+++ Material armazenado +++

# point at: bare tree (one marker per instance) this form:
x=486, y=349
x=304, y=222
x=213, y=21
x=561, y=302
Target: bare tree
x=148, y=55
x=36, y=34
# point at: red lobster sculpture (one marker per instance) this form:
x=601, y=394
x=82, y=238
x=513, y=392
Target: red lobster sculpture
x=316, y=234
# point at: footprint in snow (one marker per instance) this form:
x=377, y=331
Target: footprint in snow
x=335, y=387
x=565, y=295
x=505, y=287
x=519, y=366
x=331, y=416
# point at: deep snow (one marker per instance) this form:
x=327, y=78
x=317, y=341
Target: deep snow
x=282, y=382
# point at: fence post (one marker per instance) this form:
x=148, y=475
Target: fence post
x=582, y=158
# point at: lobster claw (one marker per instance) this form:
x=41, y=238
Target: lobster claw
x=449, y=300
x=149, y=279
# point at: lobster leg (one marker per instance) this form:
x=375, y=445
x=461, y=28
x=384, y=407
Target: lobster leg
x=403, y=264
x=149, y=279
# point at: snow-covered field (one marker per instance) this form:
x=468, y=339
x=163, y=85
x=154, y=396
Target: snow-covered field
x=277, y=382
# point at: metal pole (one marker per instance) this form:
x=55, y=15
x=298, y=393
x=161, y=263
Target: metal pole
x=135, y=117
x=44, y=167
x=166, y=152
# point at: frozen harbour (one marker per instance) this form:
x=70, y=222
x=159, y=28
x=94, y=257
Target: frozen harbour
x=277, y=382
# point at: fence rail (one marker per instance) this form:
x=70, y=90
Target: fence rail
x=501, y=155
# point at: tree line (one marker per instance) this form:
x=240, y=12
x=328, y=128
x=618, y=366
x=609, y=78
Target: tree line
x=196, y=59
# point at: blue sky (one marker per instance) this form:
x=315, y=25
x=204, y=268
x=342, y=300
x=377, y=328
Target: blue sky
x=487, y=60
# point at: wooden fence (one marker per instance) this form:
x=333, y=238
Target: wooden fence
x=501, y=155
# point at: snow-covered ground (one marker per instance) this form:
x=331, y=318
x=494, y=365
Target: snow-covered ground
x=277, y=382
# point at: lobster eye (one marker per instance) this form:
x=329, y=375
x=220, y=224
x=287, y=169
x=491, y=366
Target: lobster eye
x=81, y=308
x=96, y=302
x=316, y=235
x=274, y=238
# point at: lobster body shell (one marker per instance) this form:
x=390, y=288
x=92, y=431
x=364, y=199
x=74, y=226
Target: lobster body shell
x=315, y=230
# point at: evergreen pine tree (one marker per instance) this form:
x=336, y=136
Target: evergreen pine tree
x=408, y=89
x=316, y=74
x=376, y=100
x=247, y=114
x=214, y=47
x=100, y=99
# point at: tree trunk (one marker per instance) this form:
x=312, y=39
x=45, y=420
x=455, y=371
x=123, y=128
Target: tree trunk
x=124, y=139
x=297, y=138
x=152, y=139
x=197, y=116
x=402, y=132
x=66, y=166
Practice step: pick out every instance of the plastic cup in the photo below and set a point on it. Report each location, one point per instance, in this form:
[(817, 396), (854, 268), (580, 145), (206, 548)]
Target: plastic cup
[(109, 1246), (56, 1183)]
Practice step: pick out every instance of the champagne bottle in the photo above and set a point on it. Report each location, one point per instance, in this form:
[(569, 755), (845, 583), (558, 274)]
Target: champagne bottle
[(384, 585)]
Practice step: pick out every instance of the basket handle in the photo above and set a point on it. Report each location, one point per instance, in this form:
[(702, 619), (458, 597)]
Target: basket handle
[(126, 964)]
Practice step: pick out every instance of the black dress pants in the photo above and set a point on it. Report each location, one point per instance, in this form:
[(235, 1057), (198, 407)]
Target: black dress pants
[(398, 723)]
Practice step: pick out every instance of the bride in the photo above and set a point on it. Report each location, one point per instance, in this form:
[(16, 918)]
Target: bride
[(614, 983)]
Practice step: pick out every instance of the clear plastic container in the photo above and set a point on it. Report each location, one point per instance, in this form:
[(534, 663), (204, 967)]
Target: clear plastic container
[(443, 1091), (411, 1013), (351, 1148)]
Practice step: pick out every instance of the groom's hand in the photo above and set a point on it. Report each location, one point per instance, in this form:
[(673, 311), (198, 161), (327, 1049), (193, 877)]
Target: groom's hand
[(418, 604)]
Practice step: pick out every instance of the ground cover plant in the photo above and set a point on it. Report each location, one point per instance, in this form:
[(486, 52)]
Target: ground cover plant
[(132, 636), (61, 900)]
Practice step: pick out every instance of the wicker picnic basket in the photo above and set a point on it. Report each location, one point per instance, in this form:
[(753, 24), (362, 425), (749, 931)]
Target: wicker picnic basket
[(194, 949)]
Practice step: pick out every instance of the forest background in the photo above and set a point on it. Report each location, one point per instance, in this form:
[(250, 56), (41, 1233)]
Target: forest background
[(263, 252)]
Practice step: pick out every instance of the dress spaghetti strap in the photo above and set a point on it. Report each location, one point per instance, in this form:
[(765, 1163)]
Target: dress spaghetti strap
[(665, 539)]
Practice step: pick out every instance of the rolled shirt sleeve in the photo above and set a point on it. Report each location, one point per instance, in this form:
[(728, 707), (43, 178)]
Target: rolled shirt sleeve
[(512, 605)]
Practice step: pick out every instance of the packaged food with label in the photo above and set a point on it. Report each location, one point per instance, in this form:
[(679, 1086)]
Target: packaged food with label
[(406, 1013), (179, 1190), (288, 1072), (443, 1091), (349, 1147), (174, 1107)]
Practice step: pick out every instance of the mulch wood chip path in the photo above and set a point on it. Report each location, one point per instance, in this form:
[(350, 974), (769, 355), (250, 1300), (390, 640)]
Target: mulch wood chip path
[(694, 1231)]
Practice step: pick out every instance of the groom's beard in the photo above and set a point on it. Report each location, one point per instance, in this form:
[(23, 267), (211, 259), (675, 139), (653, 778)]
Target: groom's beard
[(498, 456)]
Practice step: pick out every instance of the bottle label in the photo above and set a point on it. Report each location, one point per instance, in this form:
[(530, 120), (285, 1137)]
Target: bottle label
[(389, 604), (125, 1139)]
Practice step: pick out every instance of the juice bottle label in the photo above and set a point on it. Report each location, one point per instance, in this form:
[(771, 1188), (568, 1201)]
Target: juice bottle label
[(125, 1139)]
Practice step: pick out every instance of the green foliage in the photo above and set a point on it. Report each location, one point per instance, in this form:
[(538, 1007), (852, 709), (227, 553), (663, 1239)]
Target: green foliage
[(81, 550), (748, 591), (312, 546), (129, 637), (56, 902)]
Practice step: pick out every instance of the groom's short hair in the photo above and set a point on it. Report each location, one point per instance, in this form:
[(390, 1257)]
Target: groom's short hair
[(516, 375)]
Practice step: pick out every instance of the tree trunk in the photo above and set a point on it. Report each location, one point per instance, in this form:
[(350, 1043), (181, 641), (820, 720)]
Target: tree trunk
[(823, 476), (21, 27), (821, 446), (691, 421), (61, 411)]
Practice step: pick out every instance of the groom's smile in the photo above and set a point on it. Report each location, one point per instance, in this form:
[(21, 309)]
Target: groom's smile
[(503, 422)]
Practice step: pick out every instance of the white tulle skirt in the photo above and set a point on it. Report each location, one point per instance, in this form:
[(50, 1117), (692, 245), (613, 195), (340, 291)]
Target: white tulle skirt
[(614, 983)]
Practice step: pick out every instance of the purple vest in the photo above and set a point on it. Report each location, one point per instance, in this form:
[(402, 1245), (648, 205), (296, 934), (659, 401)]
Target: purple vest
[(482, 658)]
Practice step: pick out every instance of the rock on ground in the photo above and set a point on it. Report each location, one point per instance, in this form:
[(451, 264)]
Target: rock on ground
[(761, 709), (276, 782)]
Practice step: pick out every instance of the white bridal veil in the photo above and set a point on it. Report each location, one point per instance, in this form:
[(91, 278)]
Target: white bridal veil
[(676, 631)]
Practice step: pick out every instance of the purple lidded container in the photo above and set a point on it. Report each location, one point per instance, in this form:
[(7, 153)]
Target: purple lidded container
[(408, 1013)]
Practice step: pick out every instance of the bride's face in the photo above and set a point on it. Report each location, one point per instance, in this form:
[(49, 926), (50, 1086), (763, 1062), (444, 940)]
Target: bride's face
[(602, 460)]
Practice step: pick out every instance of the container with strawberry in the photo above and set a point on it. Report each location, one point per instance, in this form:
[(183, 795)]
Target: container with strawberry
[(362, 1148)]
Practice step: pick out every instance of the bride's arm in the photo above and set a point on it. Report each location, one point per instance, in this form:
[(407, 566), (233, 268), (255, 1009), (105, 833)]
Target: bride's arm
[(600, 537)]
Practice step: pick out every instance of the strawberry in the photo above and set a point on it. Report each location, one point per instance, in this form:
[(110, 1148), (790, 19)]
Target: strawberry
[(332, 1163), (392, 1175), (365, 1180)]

+++

* _Problema proposto_: Disponha em lista numerada as linhas do material acima, começando pela linha que contém "# point at: snow-covered ground" e seguindo até a linha que contém "x=274, y=238", ambas incluídas. Omita as linhas em branco.

* _Resultado da tarefa_:
1. # point at: snow-covered ground (one marker per instance) this form:
2. x=331, y=318
3. x=494, y=365
4. Target: snow-covered ground
5. x=277, y=382
6. # point at: lobster eye (one marker per instance) this form:
7. x=329, y=375
8. x=220, y=224
9. x=287, y=169
10. x=491, y=366
11. Target: lobster eye
12. x=81, y=308
13. x=96, y=302
14. x=316, y=235
15. x=274, y=238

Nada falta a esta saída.